MiniAccumuloCluster (MiniClusterOnlyTests)

These tests use MiniAccumuloCluster (MAC) which is a multi-process “implementation” of Accumulo, managed through Java APIs. This MiniAccumuloCluster has the ability to use the local filesystem or Apache Hadoop's MiniDFSCluster, as well as starting one to many tablet servers. MiniAccumuloCluster tends to be a very useful tool in that it can automatically provide a workable instance that mimics how an actual deployment functions.

The downside of using MiniAccumuloCluster is that a significant portion of each test is now devoted to starting and stopping the MiniAccumuloCluster. While this is a surefire way to isolate tests from interferring with one another, it increases the actual runtime of the test by, on average, 10x. Some times the tests require the use of MAC because the test is being destructive or some special environment setup (e.g. Kerberos).

These tests will run by default during the integration-test lifecycle phase using mvn verify. To execute only these tests, use mvn verify -Dfailsafe.groups=org.apache.accumulo.test.categories.MiniClusterOnlyTests To execute everything except these tests, use mvn verify -Dfailsafe.excludedGroups=org.apache.accumulo.test.categories.MiniClusterOnlyTests

Standalone Cluster (StandaloneCapableClusterTests)

An alternative to the MiniAccumuloCluster for testing, a standalone Accumulo cluster can also be configured for use by most tests. This requires a manual step of building and deploying the Accumulo cluster by hand. The build can then be configured to use this cluster instead of always starting a MiniAccumuloCluster. Not all of the integration tests are good candidates to run against a standalone Accumulo cluster, these tests will still launch a MiniAccumuloCluster for their use.

Use of a standalone cluster can be enabled using system properties on the Maven command line or, more concisely, by providing a Java properties file on the Maven command line. The use of a properties file is recommended since it is typically a fixed file per standalone cluster you want to run the tests against.

PROVIDED MATERIAL:
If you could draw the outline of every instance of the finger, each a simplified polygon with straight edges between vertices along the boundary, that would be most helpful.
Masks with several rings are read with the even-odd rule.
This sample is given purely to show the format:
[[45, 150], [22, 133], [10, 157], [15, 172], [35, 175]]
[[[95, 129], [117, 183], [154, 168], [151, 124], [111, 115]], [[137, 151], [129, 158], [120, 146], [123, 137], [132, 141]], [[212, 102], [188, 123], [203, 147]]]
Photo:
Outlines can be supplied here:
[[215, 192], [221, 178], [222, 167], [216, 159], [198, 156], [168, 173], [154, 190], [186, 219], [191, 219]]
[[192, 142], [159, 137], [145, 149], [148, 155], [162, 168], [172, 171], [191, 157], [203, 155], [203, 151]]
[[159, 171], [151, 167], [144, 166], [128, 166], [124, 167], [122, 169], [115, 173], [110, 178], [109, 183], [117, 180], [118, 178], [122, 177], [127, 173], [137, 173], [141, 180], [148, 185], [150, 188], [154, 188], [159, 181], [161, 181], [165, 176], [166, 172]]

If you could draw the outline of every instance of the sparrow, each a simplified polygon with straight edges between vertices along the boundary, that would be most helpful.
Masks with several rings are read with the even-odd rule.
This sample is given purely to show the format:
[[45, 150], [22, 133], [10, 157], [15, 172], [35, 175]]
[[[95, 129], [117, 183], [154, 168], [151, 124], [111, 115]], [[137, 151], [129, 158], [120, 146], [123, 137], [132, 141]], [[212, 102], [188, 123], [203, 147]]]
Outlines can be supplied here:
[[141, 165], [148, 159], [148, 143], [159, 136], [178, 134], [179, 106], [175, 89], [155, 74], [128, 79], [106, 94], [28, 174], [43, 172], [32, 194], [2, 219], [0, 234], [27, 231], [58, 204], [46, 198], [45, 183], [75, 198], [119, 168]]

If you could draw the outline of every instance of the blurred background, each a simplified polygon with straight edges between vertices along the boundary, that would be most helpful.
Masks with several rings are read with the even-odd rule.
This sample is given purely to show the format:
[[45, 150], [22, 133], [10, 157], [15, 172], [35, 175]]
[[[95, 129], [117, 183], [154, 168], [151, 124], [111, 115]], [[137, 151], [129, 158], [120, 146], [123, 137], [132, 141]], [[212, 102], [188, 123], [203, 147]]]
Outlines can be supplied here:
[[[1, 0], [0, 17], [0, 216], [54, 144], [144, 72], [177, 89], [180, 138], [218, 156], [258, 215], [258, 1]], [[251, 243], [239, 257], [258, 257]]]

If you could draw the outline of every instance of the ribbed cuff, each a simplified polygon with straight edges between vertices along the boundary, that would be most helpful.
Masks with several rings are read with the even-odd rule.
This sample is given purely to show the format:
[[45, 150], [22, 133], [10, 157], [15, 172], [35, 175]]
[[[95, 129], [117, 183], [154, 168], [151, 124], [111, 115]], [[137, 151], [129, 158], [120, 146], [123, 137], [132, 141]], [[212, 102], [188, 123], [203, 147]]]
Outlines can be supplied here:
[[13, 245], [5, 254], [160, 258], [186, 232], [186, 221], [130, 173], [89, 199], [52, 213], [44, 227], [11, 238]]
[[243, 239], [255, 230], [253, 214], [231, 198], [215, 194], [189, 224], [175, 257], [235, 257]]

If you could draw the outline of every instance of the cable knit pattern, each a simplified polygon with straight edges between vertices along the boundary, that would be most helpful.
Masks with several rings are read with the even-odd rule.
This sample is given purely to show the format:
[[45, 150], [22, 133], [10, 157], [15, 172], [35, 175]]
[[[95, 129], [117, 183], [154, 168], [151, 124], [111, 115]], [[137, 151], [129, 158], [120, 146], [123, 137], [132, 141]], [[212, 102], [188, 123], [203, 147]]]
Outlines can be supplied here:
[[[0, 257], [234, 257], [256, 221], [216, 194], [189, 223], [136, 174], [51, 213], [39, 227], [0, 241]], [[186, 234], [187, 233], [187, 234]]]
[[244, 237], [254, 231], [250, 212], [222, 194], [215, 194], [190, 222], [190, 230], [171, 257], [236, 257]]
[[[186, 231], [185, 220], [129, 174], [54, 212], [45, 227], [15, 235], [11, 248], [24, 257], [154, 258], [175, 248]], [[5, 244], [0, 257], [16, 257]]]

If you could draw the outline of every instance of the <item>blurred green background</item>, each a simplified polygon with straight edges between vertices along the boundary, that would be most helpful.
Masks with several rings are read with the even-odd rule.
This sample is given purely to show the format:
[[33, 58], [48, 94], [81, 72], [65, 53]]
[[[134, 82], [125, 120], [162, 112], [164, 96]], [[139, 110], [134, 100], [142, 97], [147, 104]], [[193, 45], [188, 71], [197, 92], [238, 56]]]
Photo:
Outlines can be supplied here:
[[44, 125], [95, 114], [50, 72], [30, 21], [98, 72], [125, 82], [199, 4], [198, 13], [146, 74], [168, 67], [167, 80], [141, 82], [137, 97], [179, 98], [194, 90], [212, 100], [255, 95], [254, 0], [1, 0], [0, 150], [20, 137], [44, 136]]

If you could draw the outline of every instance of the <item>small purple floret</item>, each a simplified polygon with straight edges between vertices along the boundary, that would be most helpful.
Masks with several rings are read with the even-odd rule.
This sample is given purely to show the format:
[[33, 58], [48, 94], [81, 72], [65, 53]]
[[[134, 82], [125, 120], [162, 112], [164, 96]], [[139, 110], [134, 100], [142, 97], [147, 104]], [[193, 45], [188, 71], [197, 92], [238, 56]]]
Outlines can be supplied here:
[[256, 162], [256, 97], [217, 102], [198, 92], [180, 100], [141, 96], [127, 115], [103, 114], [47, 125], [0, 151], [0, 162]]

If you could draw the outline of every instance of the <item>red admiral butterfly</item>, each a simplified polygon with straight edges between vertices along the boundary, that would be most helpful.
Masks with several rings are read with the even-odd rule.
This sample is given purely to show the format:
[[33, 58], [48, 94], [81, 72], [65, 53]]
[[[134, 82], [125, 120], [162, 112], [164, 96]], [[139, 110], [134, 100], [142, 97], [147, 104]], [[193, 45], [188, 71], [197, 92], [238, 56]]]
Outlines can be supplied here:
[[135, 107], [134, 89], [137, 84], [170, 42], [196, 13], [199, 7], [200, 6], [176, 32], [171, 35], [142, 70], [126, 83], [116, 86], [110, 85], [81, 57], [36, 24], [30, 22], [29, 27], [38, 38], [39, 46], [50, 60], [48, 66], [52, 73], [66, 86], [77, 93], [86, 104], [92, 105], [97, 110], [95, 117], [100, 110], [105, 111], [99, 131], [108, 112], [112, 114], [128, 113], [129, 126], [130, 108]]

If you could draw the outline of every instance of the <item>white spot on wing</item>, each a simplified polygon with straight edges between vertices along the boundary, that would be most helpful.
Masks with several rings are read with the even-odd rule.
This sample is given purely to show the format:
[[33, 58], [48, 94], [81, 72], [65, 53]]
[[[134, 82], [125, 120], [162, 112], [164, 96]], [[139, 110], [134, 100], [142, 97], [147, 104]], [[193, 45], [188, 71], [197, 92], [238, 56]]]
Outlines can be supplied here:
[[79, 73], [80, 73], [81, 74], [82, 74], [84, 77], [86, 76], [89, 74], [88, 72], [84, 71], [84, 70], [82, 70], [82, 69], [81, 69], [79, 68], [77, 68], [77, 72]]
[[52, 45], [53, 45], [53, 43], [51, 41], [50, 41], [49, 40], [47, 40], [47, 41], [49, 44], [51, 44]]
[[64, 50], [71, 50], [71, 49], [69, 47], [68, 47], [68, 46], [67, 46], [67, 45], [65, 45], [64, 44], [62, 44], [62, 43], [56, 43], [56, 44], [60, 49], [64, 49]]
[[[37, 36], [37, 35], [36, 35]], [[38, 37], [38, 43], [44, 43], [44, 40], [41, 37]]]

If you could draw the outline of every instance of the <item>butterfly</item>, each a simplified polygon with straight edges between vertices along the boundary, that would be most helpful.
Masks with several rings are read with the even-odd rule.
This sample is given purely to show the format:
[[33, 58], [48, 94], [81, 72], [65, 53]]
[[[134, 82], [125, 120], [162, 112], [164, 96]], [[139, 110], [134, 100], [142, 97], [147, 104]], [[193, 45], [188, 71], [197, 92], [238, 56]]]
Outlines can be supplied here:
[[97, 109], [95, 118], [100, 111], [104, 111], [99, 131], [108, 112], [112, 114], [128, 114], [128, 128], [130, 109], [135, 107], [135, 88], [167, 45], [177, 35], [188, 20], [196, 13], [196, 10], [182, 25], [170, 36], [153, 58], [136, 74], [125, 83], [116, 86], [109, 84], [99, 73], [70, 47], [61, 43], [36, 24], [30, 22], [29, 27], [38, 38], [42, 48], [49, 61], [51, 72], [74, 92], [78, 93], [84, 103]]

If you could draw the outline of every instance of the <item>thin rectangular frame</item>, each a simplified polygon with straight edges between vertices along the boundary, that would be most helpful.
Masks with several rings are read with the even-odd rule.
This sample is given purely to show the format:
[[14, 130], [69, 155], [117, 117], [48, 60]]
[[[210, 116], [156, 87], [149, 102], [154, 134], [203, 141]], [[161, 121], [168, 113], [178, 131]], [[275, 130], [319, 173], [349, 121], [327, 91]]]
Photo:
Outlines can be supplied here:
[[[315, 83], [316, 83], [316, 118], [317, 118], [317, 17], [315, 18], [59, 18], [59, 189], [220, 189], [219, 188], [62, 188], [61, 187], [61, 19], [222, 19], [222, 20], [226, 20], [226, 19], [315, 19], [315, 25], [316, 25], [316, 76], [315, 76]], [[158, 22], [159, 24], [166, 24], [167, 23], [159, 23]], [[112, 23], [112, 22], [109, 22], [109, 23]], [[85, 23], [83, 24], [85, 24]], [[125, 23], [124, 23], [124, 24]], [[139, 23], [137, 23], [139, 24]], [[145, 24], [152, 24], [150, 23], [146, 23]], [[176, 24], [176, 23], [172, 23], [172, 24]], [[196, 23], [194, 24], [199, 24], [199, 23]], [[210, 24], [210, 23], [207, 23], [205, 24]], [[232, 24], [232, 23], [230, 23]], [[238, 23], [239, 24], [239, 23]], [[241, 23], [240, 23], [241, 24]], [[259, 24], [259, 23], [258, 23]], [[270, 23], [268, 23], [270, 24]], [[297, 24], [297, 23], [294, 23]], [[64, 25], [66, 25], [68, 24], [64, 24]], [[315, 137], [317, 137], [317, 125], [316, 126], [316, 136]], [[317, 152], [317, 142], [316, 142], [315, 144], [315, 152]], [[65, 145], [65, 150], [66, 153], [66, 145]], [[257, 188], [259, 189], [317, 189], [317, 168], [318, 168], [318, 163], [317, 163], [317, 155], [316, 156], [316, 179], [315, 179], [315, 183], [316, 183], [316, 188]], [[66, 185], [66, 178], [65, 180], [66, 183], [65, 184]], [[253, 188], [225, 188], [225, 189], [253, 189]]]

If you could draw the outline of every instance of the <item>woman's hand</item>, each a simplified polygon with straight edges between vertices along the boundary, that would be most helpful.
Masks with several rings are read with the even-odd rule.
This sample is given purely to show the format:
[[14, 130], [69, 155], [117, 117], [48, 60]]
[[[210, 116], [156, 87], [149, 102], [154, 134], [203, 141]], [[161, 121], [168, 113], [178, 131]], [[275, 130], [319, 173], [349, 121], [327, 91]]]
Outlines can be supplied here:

PROMPT A: According to the Accumulo testing text, by how much does MiniAccumuloCluster increase a test's runtime on average?
PROMPT B: Pick up the Accumulo testing text after its final sentence and continue it.

EXERCISE OUTPUT A: By about 10x.

EXERCISE OUTPUT B:
These tests will run by default during the integration-test lifecycle phase using mvn verify. To execute only these tests, use mvn verify -Dfailsafe.groups=org.apache.accumulo.test.categories.StandaloneCapableClusterTests To execute everything except these tests, use mvn verify -Dfailsafe.excludedGroups=org.apache.accumulo.test.categories.StandaloneCapableClusterTests

Performance Tests (PerformanceTests)

This category of tests refer to integration tests written specifically to exercise expected performance, which may be dependent on the available resources of the host machine. Normal integration tests should be capable of running anywhere with a lower-bound on available memory.

These tests will run by default during the integration-test lifecycle phase using mvn verify. To execute only these tests, use mvn verify -Dfailsafe.groups=org.apache.accumulo.test.categories.PerformanceTests To execute everything except these tests, use mvn verify -Dfailsafe.excludedGroups=org.apache.accumulo.test.categories.PerformanceTests

Configuration for Standalone clusters

The following properties can be used to configure a standalone cluster:

  • accumulo.it.cluster.type, Required: The type of cluster is being defined (valid options: MINI and STANDALONE)
  • accumulo.it.cluster.standalone.admin.principal, Required: Standalone cluster principal (user) with all System permissions
  • accumulo.it.cluster.standalone.admin.password, Required: Password for the principal (only valid w/o Kerberos)
  • accumulo.it.cluster.standalone.admin.keytab, Required: Keytab for the principal (only valid w/ Kerberos)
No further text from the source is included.